ЗАДАНИЯ К РАБОТЕ:
1: Чьи традиции, согласно отрывку о полотнах Николая Сенкевича, продолжают его работы «Осень. Бухара», «Деревья весной» и «Озеро»?
2: Напишите продолжение отрывка о полотнах Николая Сенкевича, которое начинается после его последнего предложения.
━━ ОТРЫВОК ДЛЯ ЧТЕНИЯ ━━
О том, что на полотнах Николая Сенкевича сопряжены небесный и земные планы, что они дышат космическими откровениями и вечной юностью творения, черпая силы в глубинах восточного миросозерцания, не раз писали искусствоведы и критики. Однако не только восточной традиции близки работы Николая Сенкевича. Есть в них и продолжение линии нового европейского искусcтва начала XX века, как бы перешагнувшего в творчестве художника через мучительную эпоху выхолощенного соцреализма и параллельного ему кричащего деструктивного авангарда, опустошающего концептуализма.

Ряд полотен мастера близок художникам Венской школы. Дыхание высокого модерна, сецессиона чувствуется, например, в его работах «Структура 3» (1991), «Листья» (2004). Такие полотна, как «Осень. Бухара» (1971), «Деревья весной» (1983), «Испания» (1984), «Деревья. Закат» (1985), «Озеро» (2004), продолжают традиции Герберта Бёкла, создавая новую музыку линий, новые цветовые созвучия предельной экспрессии. Цветовые оттенки «Пробуждения» (1985), «Структуры» (1991) неуловимо напоминают общую тональность колористической гаммы некоторых живописных произведений Карла Молла. Одновременно созвучны они и фактурам врубелевских глазурей. Удивительна многомерность пластики этих работ. Они живут, дышат, передают физическое ощущение движения, времени.

Пронзительное по силе эмоционального воздействия полотно «Уходящий »(1970) пластически, композиционно, да и по цвету чем-то перекликается с работами Ван Гога.
━━━
━━ ПРЕДОСТАВЛЕННЫЙ МАТЕРИАЛ ━━
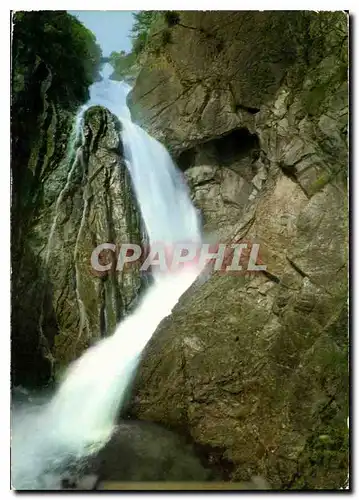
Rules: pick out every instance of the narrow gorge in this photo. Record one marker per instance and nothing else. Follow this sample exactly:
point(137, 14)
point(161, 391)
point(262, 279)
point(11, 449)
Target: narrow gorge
point(216, 130)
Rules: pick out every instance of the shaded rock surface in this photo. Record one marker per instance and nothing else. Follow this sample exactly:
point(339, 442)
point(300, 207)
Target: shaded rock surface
point(66, 201)
point(256, 364)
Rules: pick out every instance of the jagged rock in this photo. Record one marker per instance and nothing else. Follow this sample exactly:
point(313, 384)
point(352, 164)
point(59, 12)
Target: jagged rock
point(256, 365)
point(75, 199)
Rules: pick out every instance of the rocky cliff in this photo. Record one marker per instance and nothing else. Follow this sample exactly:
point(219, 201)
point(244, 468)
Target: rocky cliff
point(69, 194)
point(254, 107)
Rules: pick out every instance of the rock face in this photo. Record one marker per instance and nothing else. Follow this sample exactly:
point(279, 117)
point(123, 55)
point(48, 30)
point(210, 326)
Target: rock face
point(75, 198)
point(256, 365)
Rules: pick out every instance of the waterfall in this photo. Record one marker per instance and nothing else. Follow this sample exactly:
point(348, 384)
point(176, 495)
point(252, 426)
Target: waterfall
point(80, 417)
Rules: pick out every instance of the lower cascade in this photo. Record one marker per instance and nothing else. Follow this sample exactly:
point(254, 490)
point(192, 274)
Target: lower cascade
point(80, 417)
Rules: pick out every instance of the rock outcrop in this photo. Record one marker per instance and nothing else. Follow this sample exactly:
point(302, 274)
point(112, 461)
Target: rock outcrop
point(68, 199)
point(254, 107)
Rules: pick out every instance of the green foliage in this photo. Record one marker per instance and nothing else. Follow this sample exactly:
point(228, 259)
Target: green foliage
point(122, 64)
point(149, 25)
point(144, 20)
point(63, 44)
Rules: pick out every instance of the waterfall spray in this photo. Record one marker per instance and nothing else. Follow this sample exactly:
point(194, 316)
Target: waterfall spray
point(81, 416)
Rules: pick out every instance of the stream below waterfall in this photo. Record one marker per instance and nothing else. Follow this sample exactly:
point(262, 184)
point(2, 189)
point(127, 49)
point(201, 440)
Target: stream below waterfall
point(79, 419)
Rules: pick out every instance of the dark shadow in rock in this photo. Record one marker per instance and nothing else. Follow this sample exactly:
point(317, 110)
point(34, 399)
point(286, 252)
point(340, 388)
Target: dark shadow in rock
point(144, 451)
point(225, 150)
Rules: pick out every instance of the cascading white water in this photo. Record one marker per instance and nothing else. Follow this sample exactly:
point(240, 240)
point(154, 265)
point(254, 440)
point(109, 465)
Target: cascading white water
point(80, 417)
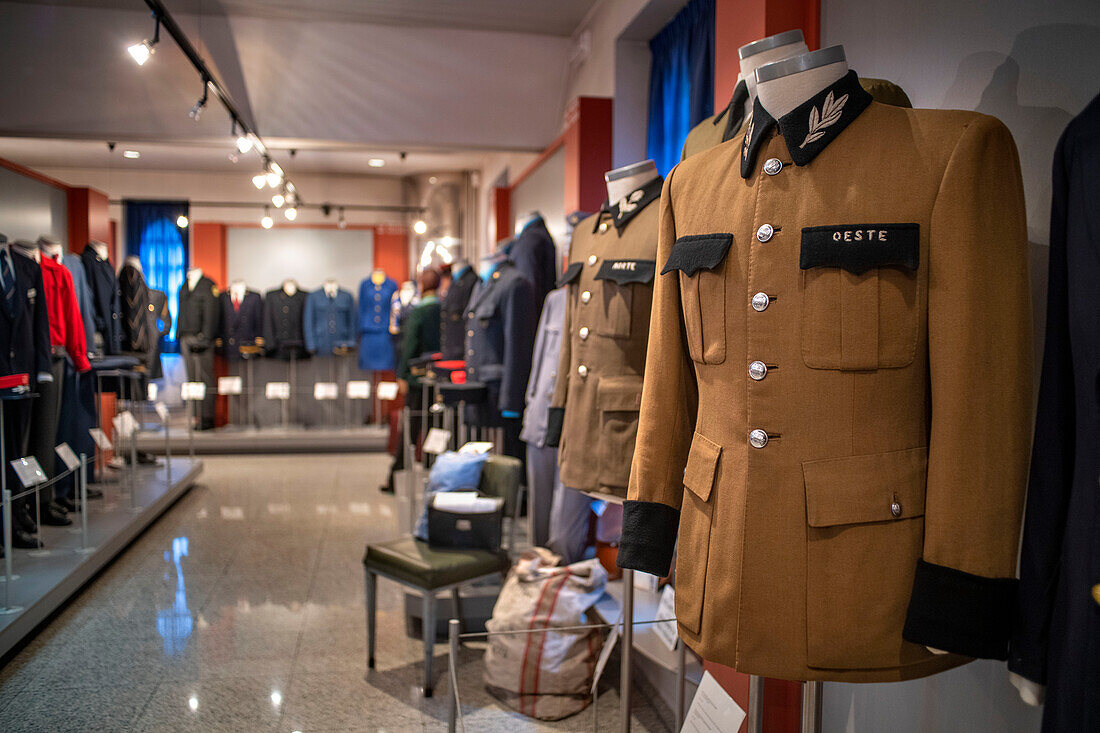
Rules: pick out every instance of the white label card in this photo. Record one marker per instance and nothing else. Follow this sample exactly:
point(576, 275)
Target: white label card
point(437, 441)
point(230, 385)
point(29, 471)
point(101, 440)
point(72, 462)
point(359, 390)
point(712, 710)
point(277, 390)
point(667, 609)
point(193, 391)
point(326, 391)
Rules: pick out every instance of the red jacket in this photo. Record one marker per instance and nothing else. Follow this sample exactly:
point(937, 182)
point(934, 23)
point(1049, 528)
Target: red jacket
point(66, 326)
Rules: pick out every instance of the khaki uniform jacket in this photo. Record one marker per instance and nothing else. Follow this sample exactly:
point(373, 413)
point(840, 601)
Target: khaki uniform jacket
point(837, 394)
point(728, 122)
point(603, 356)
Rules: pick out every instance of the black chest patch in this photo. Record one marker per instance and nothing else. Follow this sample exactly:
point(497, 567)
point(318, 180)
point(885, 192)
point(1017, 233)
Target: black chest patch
point(859, 248)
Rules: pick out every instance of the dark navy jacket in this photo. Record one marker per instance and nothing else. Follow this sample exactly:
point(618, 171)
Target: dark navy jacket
point(502, 318)
point(329, 323)
point(1057, 635)
point(24, 337)
point(241, 326)
point(106, 298)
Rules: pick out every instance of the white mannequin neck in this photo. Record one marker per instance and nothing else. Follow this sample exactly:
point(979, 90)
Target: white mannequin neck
point(756, 61)
point(782, 95)
point(625, 181)
point(194, 275)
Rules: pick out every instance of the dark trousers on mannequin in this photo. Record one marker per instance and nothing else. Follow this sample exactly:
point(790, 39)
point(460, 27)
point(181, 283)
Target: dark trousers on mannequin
point(198, 360)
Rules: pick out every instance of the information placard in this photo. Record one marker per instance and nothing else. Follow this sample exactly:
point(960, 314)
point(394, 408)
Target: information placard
point(193, 391)
point(101, 440)
point(359, 390)
point(712, 710)
point(230, 385)
point(72, 462)
point(437, 441)
point(29, 471)
point(277, 390)
point(326, 391)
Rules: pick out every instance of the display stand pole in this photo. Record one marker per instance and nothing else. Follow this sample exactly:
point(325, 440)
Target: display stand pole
point(627, 647)
point(452, 637)
point(811, 708)
point(756, 704)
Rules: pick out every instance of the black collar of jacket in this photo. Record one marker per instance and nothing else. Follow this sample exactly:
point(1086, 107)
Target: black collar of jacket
point(735, 111)
point(630, 206)
point(810, 127)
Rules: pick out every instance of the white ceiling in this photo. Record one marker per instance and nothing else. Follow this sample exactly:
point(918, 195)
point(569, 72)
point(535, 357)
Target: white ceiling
point(342, 80)
point(542, 17)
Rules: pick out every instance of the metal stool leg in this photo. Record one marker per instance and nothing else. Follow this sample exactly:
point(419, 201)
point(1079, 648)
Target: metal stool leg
point(429, 639)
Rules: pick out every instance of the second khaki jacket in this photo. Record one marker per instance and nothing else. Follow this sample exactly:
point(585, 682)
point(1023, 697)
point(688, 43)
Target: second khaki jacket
point(603, 356)
point(835, 417)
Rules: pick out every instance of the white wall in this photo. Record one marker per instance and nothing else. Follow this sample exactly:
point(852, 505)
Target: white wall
point(264, 258)
point(30, 208)
point(1034, 65)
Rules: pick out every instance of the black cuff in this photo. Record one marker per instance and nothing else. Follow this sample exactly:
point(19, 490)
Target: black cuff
point(961, 613)
point(554, 420)
point(649, 537)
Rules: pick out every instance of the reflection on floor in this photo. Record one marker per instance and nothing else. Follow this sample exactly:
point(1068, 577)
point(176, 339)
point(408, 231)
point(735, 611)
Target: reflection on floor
point(242, 610)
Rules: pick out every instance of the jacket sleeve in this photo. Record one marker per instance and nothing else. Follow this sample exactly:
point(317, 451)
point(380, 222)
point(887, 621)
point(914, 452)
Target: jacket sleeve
point(307, 326)
point(1052, 468)
point(980, 373)
point(556, 418)
point(669, 403)
point(518, 342)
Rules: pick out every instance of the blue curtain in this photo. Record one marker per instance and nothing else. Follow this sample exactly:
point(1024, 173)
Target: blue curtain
point(154, 237)
point(681, 81)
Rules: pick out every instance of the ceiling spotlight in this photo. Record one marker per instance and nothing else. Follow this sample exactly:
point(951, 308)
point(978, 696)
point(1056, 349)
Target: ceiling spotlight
point(141, 52)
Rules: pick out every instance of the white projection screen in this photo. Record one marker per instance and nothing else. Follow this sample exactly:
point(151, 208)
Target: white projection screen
point(264, 258)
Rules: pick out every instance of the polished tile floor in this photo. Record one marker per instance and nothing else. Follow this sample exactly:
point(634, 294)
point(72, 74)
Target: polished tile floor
point(242, 610)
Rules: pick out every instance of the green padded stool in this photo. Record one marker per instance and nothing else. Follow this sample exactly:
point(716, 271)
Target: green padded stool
point(429, 569)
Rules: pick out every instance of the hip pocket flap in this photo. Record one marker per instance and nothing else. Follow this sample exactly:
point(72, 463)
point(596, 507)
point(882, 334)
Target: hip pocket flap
point(696, 252)
point(702, 466)
point(865, 489)
point(619, 393)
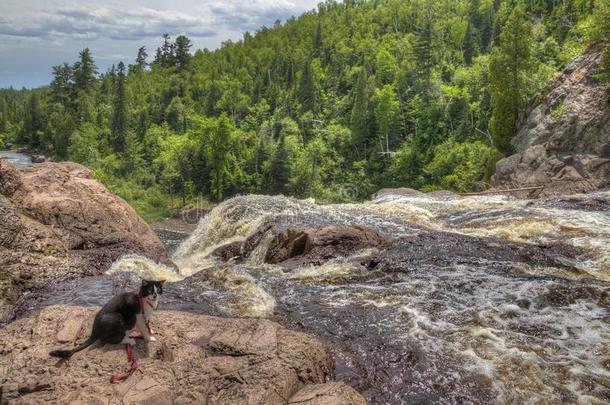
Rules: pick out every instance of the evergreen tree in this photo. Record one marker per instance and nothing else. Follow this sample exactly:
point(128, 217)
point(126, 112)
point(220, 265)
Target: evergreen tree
point(174, 115)
point(119, 116)
point(468, 46)
point(34, 122)
point(84, 71)
point(509, 66)
point(424, 55)
point(219, 147)
point(133, 156)
point(306, 89)
point(141, 58)
point(317, 40)
point(279, 167)
point(62, 86)
point(3, 116)
point(360, 113)
point(165, 53)
point(182, 54)
point(386, 114)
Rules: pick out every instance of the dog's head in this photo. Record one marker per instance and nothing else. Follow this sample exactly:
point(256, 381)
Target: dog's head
point(151, 290)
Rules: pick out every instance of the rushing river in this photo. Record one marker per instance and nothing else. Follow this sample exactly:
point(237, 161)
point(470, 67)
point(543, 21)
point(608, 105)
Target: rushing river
point(20, 160)
point(478, 299)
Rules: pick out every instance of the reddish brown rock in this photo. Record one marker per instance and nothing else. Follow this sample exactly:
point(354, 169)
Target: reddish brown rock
point(83, 211)
point(563, 142)
point(213, 360)
point(300, 246)
point(56, 222)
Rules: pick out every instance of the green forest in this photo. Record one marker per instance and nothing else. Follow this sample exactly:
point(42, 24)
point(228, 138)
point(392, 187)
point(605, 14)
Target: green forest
point(334, 104)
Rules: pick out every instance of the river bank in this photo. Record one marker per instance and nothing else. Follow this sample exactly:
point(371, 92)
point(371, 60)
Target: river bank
point(482, 299)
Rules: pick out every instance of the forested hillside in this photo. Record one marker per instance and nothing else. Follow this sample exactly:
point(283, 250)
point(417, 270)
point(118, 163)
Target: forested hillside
━━━
ОТВЕТЫ К ЗАДАНИЯМ:
1: Они продолжают традиции Герберта Бёкла.

2:
Характерно для художника и знаковое письмо. Наряду с ритмически выверенными, совершенными в своем лаконизме работами, развивающими лучшие живописные традиции китайской каллиграфии — к ним, например, относится полотно «Птицы зимой» (1985) — среди произведений Николая Сенкевича можно встретить и такие, в которых живы узнаваемые черты древнерусской иконографии. Так, ощущение предельно напряженного драматизма «Девушки с цветком» (1979) создают белые линии-мазки на черном и красном, напоминающие знаменитые пробела Феофана Грека — одну из особенностей новгородской иконописной школы. Те же нервические белые мазки подчеркивают неизбывный трагизм, человеческие страдания в цикле «Война» (1982). Графический мотив креста, проходящий через весь цикл, знаменует собой искупительную жертву, вызывающую одновременно и чувство скорби, и веру в преодоление ужасов войны, в последующее возрождение. Цикл выполнен в сюрреалистической манере в исконном, аполлинеровском смысле этого слова.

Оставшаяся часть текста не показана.